* Start *

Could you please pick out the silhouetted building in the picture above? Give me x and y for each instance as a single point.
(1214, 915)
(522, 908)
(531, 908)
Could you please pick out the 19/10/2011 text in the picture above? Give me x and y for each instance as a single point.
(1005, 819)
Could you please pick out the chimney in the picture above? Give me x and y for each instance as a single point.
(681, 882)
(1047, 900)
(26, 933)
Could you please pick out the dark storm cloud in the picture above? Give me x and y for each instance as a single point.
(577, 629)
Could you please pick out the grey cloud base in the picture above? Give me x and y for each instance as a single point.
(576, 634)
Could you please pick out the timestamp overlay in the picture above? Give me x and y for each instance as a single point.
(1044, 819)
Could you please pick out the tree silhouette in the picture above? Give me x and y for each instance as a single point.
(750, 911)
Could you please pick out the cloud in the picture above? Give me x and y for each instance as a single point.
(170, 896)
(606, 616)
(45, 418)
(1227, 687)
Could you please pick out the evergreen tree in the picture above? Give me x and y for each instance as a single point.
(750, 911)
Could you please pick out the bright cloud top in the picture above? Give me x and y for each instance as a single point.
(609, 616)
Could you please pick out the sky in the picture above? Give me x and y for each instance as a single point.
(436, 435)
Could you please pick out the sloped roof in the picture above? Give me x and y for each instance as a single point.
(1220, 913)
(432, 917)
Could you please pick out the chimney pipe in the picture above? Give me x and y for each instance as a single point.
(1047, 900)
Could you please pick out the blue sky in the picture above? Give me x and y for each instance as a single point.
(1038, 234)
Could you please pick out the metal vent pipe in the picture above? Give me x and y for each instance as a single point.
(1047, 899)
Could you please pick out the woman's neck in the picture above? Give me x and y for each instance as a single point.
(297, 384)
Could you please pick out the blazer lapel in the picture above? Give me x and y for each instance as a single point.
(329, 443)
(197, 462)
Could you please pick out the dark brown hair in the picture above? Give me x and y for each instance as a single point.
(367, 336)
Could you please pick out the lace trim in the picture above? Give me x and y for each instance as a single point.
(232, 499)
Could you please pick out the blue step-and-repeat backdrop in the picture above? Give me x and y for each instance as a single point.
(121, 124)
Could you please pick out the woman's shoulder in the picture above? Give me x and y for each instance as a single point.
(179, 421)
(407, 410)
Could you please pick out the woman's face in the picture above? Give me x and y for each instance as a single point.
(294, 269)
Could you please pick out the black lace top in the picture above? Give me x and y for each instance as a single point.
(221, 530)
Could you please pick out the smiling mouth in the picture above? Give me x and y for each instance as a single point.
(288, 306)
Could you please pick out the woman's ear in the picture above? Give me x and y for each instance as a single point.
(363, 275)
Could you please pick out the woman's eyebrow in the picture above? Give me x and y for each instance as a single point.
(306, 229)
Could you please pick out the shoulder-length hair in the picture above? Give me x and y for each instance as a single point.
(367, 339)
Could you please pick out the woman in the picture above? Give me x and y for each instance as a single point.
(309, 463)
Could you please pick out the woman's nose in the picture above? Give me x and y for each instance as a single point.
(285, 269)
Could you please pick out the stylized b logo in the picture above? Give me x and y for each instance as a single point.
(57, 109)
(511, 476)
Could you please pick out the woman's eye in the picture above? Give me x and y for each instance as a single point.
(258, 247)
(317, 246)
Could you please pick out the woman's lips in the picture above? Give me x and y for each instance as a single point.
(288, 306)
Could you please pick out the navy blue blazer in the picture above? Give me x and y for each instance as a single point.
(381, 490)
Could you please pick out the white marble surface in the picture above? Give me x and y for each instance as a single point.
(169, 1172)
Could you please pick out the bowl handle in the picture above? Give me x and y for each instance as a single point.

* End *

## THE REQUEST
Write out every entry above, word for word.

## FULL ANSWER
Could you please pick out the silhouetted building in the picture above? Give me x and y for each instance as a single point.
(1214, 915)
(522, 908)
(531, 908)
Could you please pick out the 19/10/2011 text in the picture above? Give me x and y for each instance as a single point.
(1005, 819)
Could you please pick out the chimney in the picture above? Give me x and y for each instance as a single point.
(681, 882)
(1047, 900)
(26, 933)
Could you please pick out the dark storm cloud in the picture above? Give me x and y for each instance as a single point.
(577, 629)
Could you please pick out the grey cloud base in the picture above? Give me x and y for each instance as a single point.
(576, 634)
Could you please pick out the timestamp overlay in the picture above? Give me x and y for each instance as a single point.
(1044, 819)
Could you please pick out the tree silhouette in the picture above? Give me x and y for each instance as a single point.
(750, 911)
Could you please pick out the cloud in the picture above? Give me x and y for each instance as a single point.
(170, 896)
(606, 616)
(45, 418)
(1227, 687)
Could you please pick out the evergreen tree in the picture above? Give me x and y for each instance as a single point.
(750, 911)
Could you please pick out the bright cloud top in the picture above? Give me x and y for each instance as a single point.
(609, 616)
Could you please pick out the sky in the picture above? Give me x and y for each instance as a single point.
(436, 435)
Could you please pick out the sloped roof in the picture above? Give me x and y for each instance as a single point.
(1220, 913)
(432, 917)
Could you please pick out the chimney pipe in the picture above? Give me x and y for each instance as a single point.
(1047, 900)
Could you please pick out the blue sky in the picture above? Give me x and y for each instance as a single point.
(1038, 234)
Could you please pick out the metal vent pipe in the picture above? Give me x and y for each instance as a single point.
(1047, 899)
Could you please pick out the woman's neck in the picture above? Give me x and y for each instance as a single point.
(297, 384)
Could you please pick out the blazer lapel in the picture above? Give me x and y for each instance as a single point.
(329, 443)
(197, 462)
Could you please pick out the dark brown hair in the picture above? Give me x and y for each instance as a single point.
(367, 336)
Could you please pick out the lace trim in the picture above? Give me x and y for each instance as a single point.
(232, 499)
Could you please pick out the blue step-and-repeat backdrop in the picture above? Give me x and y for each instance as a single point.
(121, 124)
Could you please pick out the woman's shoulder in the picture above? Give me x and y for each instance as a single point.
(179, 421)
(407, 410)
Could you please pick out the woman's face in the picture above? Give me x and y for each instance as a single point.
(294, 269)
Could you please pick out the black lace top in the picture above? Give me x and y for each instance as a single point.
(221, 530)
Could you please pick out the smiling mouth in the picture above? Give me x and y for each instance as a single point.
(288, 306)
Could you please pick out the woman's ear in the picture above? Give me x and y for each instance as a single point.
(363, 275)
Could you please pick out the woman's eyebrow in the picture above? Give me x and y for each instance as a single point.
(306, 229)
Could you please pick out the shoulder-length hair in the picture above? Give me x and y for each instance as a single point.
(367, 339)
Could you please pick out the woman in the picture above? Give me x and y for each instance as a single point.
(309, 463)
Could you please pick out the woman's nose in the picture above? Give me x and y for each instance as a single point.
(285, 269)
Could you please pick out the stylized b logo in the picture above? Give me x and y for each instance as a single point.
(57, 109)
(511, 476)
Could you please pick out the woman's eye in the picture above? Give me x and y for each instance as a single point.
(258, 247)
(317, 246)
Could you please pick out the woman's lips in the picture above? Give me x and y for each instance as a single point.
(288, 306)
Could you please pick out the navy blue blazer in the picture above? Give me x and y for each instance as a single point.
(381, 490)
Could you please pick out the white marble surface in the picture above? Give me x and y for each instance as a single point.
(169, 1172)
Could you please pick out the bowl handle in the picture above? Give me x and y for each instance as a single point.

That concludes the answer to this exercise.